Assigned task
Reproduce each line of the listing exactly.

++++++++++

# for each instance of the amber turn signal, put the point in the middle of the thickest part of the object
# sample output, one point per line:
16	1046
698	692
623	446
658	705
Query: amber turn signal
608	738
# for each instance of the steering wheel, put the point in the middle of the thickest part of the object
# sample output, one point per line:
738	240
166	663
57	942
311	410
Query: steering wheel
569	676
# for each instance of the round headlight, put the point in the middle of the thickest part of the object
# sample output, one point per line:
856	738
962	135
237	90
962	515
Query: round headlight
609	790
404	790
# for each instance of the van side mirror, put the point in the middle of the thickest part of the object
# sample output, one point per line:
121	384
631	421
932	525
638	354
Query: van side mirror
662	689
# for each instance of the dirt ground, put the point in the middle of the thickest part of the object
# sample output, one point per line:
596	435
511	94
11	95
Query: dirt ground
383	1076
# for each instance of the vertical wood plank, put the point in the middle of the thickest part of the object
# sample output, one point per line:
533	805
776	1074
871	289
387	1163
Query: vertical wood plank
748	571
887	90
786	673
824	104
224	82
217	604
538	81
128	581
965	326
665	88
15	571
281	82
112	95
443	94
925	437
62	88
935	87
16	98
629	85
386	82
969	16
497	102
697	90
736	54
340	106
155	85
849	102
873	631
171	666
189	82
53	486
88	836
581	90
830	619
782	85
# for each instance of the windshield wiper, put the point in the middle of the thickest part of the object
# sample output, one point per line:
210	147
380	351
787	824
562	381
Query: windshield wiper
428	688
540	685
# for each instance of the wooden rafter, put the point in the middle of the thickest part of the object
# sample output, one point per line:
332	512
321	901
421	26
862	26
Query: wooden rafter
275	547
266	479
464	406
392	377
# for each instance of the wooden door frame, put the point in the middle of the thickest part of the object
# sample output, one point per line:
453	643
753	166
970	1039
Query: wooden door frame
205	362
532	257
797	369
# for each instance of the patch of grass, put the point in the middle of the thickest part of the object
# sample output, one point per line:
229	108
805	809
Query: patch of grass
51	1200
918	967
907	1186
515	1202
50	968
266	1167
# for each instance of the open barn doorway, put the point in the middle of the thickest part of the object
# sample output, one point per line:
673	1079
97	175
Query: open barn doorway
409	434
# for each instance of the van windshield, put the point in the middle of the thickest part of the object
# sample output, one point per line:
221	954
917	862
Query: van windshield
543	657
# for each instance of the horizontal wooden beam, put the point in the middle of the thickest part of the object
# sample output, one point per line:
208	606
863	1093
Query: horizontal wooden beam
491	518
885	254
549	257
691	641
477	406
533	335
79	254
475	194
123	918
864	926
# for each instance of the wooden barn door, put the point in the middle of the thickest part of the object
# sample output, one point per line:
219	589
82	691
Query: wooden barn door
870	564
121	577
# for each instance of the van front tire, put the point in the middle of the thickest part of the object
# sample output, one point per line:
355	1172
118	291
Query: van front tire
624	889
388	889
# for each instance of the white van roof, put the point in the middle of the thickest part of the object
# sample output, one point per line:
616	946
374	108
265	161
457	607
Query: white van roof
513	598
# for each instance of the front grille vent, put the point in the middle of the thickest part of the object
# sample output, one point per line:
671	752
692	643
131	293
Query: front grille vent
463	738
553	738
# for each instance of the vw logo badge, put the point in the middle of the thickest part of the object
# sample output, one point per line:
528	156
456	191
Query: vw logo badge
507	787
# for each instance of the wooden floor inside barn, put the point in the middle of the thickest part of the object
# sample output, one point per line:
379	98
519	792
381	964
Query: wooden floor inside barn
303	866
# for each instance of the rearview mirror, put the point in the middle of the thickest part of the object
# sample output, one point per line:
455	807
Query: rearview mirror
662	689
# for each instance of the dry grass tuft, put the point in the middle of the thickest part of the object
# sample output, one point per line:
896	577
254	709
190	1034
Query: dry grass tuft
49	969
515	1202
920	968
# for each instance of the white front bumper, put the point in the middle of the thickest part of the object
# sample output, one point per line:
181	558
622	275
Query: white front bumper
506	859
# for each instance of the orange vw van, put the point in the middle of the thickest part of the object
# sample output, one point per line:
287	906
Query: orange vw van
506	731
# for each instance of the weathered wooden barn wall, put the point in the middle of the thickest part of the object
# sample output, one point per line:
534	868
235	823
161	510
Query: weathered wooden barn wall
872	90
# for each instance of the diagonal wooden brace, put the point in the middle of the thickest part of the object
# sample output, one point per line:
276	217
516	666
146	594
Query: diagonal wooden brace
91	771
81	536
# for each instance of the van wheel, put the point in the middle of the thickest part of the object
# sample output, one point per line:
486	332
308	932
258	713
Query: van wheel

++++++++++

Task result
# for each instance of the amber turn signal, put the point in the middle of the thickest part of the object
# sample output, one point per line:
16	1046
698	692
623	446
658	705
Query: amber turn signal
608	738
# for each instance of the steering wheel, put the point in the middle of the thickest part of the object
# sample output, one point per line:
738	240
166	663
57	942
311	410
Query: steering wheel
569	676
# for each instance of the round headlight, put the point in the middle of the thickest part of the object
# sample output, one point per line:
856	738
962	135
237	90
962	515
Query: round headlight
609	790
404	790
# for each instance of the van side mirror, put the point in the middle of the thickest part of the object
# sample output, one point per line:
121	384
631	421
932	525
638	354
Query: van side mirror
662	689
# for each instance of the dirt ground, put the point in the middle of the thickest part of the object
# sample output, one point per line:
596	435
511	94
11	95
Query: dirt ground
383	1076
# for each instance of the vertical wood plank, put the point in the middle of the thickest part of the object
# sample output, one point per line:
533	805
776	1074
871	289
387	1163
Query: vertical wood plank
748	571
887	90
786	673
824	104
224	82
217	604
538	81
128	581
965	326
665	88
15	571
281	82
112	95
443	94
925	437
62	88
935	87
16	98
629	85
386	82
969	16
497	102
697	90
736	54
340	106
155	85
849	102
873	631
171	666
189	82
53	486
88	836
581	90
830	619
782	85
# for each instance of the windshield wiper, put the point in the middle of the thickest part of the object
# sample output, one point per line:
210	147
380	351
787	824
562	381
Query: windshield wiper
428	688
540	685
# for each instance of the wooden rafter, put the point in the middle of the thickest part of the object
# sample output, one point per line:
332	512
321	901
421	26
862	26
Query: wooden rafter
275	547
266	479
464	406
392	377
# for each instance of the wooden door frame, put the point in the middle of the thickest part of the object
# sample output, one point per line:
453	643
753	166
970	1039
Query: wooden door frame
205	362
532	257
797	369
# for each instance of the patch of grass, put the point in the middle of the thickest part of the object
# sample output, one point per line:
229	108
805	809
Query: patch of grass
51	1200
918	967
907	1186
515	1202
50	968
266	1167
# for each instance of the open barn doorway, put the point in the middle of the thickest part of the object
# sample output, one point per line:
673	1079
97	175
Query: open barn doorway
409	434
# for each instance of the van windshield, put the point in the middle of the thickest part of the object
# sample output, one point per line:
221	954
917	862
Query: van windshield
543	657
# for each instance of the horizontal wooden beam, put the point in the middle of the thickest part of the object
# sample output, one point per line:
208	606
863	1093
Query: horizontal wooden beam
491	518
885	254
549	257
691	641
477	406
533	335
79	254
475	194
123	918
864	926
# for each instance of the wooden barn door, put the point in the middle of the thickest part of the object
# sample output, one point per line:
219	589
82	691
Query: wooden barn door
870	564
121	577
# for each instance of the van front tire, put the point in the middle of the thickest part of the object
# sample output, one point per line:
355	1172
118	291
Query: van front tire
624	889
388	889
# for each instance of the white van roof, put the point in the middle of the thickest part of the object
# sample output, one point per line:
616	946
374	108
265	161
457	607
Query: white van roof
513	598
# for each instance of the front grille vent, put the point in the middle of the thickest part of the object
# sample output, one point per line:
671	752
692	643
131	293
Query: front grille vent
463	738
553	738
# for each instance of the vw logo badge, put the point in the middle of the thickest part of the object
# sample output, one point per line:
528	156
456	191
Query: vw logo badge
507	787
# for each instance of the wooden floor inside barn, put the point in the middle of the thickest part of the object
# sample output, one point per line:
379	98
519	792
381	964
Query: wooden floor inside barn
303	866
# for each instance of the rearview mirror, put the point in the middle of the thickest part of the object
# sample output, one point per line:
455	807
Query: rearview mirror
662	689
# for each instance of the dry grass tuft, put the point in the middle of the thickest part of the object
# sample output, one point per line:
896	577
254	709
190	1034
Query: dry grass tuft
49	969
515	1202
920	968
# for each instance of the white front bumper, put the point in the middle of the thickest part of the object
# sample output, one point per line:
181	558
622	275
Query: white front bumper
506	859
# for each instance of the orange vw van, put the point in the middle of the thickest part of the object
# sample output, one point per line:
287	906
Query: orange vw van
506	731
# for each instance of the weathered wooden barn wall, put the point in the middle of the thickest part of the object
# sample output, one point per line:
534	868
235	823
161	510
Query: weathered wooden barn wall
872	90
# for each instance of the diagonal wooden brace, put the point in the middle of the thickest part of the object
# sample output, one point per line:
276	217
516	666
146	594
Query: diagonal wooden brace
91	771
81	536
# for each instance of the van wheel, put the point in the middle of the thickest part of the object
# sample output, one point per line:
486	332
308	932
258	713
Query: van wheel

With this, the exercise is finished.